• **What is needed**
Under this task are some entries; return every one of them exactly.

Coordinate annotation entries:
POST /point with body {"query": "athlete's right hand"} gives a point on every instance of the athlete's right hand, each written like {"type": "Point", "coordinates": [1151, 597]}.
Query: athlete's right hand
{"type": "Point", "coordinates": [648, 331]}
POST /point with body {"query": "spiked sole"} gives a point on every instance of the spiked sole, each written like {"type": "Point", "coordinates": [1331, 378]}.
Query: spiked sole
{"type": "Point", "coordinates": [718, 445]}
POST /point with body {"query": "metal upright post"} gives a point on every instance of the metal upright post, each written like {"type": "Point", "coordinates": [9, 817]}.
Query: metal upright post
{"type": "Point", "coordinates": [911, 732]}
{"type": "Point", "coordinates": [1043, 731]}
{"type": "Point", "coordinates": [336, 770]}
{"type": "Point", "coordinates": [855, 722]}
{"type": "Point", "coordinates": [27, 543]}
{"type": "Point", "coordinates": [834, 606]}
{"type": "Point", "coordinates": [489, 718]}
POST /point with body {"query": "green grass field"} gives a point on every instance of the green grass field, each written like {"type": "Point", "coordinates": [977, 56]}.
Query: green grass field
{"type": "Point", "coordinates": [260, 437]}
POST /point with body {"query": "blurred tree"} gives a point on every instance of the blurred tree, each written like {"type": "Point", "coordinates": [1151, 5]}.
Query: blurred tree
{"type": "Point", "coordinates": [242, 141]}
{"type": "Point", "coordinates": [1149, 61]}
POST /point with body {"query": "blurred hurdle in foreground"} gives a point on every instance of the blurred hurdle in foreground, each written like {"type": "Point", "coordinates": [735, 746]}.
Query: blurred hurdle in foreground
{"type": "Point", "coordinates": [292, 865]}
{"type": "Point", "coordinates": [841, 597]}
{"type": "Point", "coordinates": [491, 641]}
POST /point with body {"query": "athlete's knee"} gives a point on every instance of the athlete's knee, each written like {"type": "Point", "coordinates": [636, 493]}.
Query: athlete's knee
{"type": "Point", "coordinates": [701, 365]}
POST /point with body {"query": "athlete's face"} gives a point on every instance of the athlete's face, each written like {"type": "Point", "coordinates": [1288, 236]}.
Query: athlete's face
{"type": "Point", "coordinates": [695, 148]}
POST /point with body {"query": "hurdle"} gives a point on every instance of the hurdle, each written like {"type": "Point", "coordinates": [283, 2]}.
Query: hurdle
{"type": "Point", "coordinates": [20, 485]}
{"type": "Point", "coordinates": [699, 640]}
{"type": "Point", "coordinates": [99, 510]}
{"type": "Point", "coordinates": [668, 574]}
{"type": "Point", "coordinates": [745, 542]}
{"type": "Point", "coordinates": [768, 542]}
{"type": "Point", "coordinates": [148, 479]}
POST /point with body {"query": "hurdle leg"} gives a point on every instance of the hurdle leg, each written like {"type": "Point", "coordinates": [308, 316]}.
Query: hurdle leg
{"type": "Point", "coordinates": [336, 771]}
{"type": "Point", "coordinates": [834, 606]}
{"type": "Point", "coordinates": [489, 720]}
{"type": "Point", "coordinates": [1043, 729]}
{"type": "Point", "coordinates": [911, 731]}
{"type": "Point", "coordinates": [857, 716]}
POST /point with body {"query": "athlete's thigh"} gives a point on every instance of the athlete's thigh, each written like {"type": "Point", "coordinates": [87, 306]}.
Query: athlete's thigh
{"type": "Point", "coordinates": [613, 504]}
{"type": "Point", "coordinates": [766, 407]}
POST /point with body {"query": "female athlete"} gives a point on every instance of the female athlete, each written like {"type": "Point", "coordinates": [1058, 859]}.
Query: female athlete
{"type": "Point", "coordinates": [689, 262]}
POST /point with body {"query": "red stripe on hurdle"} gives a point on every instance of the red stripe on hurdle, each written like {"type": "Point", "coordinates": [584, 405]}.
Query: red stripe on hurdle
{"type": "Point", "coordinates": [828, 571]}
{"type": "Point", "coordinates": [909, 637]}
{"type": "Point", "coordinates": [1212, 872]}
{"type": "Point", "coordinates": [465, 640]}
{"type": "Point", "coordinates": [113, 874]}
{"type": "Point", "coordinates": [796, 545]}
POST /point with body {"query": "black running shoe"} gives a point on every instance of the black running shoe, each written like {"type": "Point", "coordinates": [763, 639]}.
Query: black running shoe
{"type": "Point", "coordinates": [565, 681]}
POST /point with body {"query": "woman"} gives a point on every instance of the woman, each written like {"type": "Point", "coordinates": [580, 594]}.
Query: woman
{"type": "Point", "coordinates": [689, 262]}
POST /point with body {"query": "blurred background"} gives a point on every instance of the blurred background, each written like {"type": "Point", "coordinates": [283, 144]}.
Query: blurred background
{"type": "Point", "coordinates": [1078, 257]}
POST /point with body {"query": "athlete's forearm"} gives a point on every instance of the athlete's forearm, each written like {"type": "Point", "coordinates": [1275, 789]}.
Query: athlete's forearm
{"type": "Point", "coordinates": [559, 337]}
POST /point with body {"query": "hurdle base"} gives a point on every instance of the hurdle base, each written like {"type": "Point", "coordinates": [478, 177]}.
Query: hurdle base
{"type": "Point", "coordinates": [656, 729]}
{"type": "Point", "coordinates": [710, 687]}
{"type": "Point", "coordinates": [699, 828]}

• **Task response**
POST /point with body {"query": "athlete's right hand"} gives a point on every instance of the athlete's right hand, each written like {"type": "Point", "coordinates": [1151, 597]}.
Query: athlete's right hand
{"type": "Point", "coordinates": [648, 331]}
POST /point with body {"query": "spiked sole"} gives a point on every instance of the spiked sole, each written like {"type": "Point", "coordinates": [1331, 378]}.
Query: spiked sole
{"type": "Point", "coordinates": [718, 445]}
POST /point with body {"query": "metal upright post"} gives a point on every instance of the metal upright post, each written like {"type": "Point", "coordinates": [9, 817]}.
Query: metal upright post
{"type": "Point", "coordinates": [911, 732]}
{"type": "Point", "coordinates": [1043, 731]}
{"type": "Point", "coordinates": [336, 770]}
{"type": "Point", "coordinates": [855, 722]}
{"type": "Point", "coordinates": [27, 543]}
{"type": "Point", "coordinates": [834, 606]}
{"type": "Point", "coordinates": [489, 718]}
POST /point with body {"query": "green grass field"} gives a point on every instance of the green grass field, each written like {"type": "Point", "coordinates": [977, 56]}.
Query: green grass field
{"type": "Point", "coordinates": [260, 437]}
POST /point with body {"query": "blurred tree"} gives a point on every instance of the blurred tree, each written like {"type": "Point", "coordinates": [1151, 5]}.
Query: blurred tree
{"type": "Point", "coordinates": [242, 141]}
{"type": "Point", "coordinates": [1149, 61]}
POST /point with body {"query": "blurred hurdle in foreground"} gives a point on every instance of the blurred hurdle in foreground, each written like {"type": "Point", "coordinates": [735, 746]}.
Query: blurred hurdle in foreground
{"type": "Point", "coordinates": [292, 865]}
{"type": "Point", "coordinates": [841, 597]}
{"type": "Point", "coordinates": [491, 641]}
POST /point with body {"query": "athlete's knee"} gives a point on every instance of the athlete's knee, each written like {"type": "Point", "coordinates": [636, 493]}.
Query: athlete's knee
{"type": "Point", "coordinates": [701, 365]}
POST /point with body {"query": "athlete's face"} gives a point on every instance of the athlete's face, each written like {"type": "Point", "coordinates": [1288, 236]}.
Query: athlete's face
{"type": "Point", "coordinates": [695, 148]}
POST /point with body {"query": "hurdle"} gives a point on every instance of the hurdle, each written like {"type": "Point", "coordinates": [283, 2]}.
Query: hurdle
{"type": "Point", "coordinates": [20, 485]}
{"type": "Point", "coordinates": [699, 640]}
{"type": "Point", "coordinates": [99, 510]}
{"type": "Point", "coordinates": [668, 574]}
{"type": "Point", "coordinates": [745, 542]}
{"type": "Point", "coordinates": [768, 542]}
{"type": "Point", "coordinates": [148, 479]}
POST /point with body {"query": "hurdle leg"} gives a point on every instance of the hurdle leg, each written like {"type": "Point", "coordinates": [308, 316]}.
Query: hurdle leg
{"type": "Point", "coordinates": [336, 771]}
{"type": "Point", "coordinates": [834, 606]}
{"type": "Point", "coordinates": [489, 720]}
{"type": "Point", "coordinates": [1043, 729]}
{"type": "Point", "coordinates": [911, 731]}
{"type": "Point", "coordinates": [857, 716]}
POST /point with body {"query": "athlete's thigh"} gives a point on every instance of the athlete's thigh, each written like {"type": "Point", "coordinates": [87, 306]}.
Query: athlete's thigh
{"type": "Point", "coordinates": [613, 504]}
{"type": "Point", "coordinates": [766, 407]}
POST /point with body {"query": "female athlete"} gives a point on every instance of the female athlete, each written like {"type": "Point", "coordinates": [1058, 859]}.
Query: female athlete
{"type": "Point", "coordinates": [689, 262]}
POST /point with body {"query": "red stripe on hurdle"} gives a point on every instance of the red stripe on hurdle, each written like {"type": "Point", "coordinates": [584, 405]}.
Query: red stripe on hurdle
{"type": "Point", "coordinates": [828, 571]}
{"type": "Point", "coordinates": [909, 637]}
{"type": "Point", "coordinates": [1212, 872]}
{"type": "Point", "coordinates": [465, 640]}
{"type": "Point", "coordinates": [113, 874]}
{"type": "Point", "coordinates": [796, 545]}
POST /point with body {"query": "black running shoe"} gives a point on every instance of the black running shoe, each written like {"type": "Point", "coordinates": [763, 639]}.
Query: black running shoe
{"type": "Point", "coordinates": [565, 681]}
POST /point with body {"query": "woman"} gives a point on every instance of the woman, each written like {"type": "Point", "coordinates": [580, 594]}.
Query: woman
{"type": "Point", "coordinates": [689, 262]}
POST /point with body {"query": "blurred background"} gives a point on every instance of the blurred background, each written like {"type": "Point", "coordinates": [283, 144]}.
Query: blurred background
{"type": "Point", "coordinates": [1078, 257]}
POST /point with body {"query": "athlete's forearm"} gives a point on every instance of the athlete's forearm, each written like {"type": "Point", "coordinates": [1275, 789]}.
Query: athlete's forearm
{"type": "Point", "coordinates": [559, 337]}
POST /point with body {"query": "hurdle base"} gives a point on every instance of the hurdle base, each written like {"type": "Point", "coordinates": [478, 177]}.
Query: hurdle base
{"type": "Point", "coordinates": [656, 729]}
{"type": "Point", "coordinates": [710, 687]}
{"type": "Point", "coordinates": [699, 828]}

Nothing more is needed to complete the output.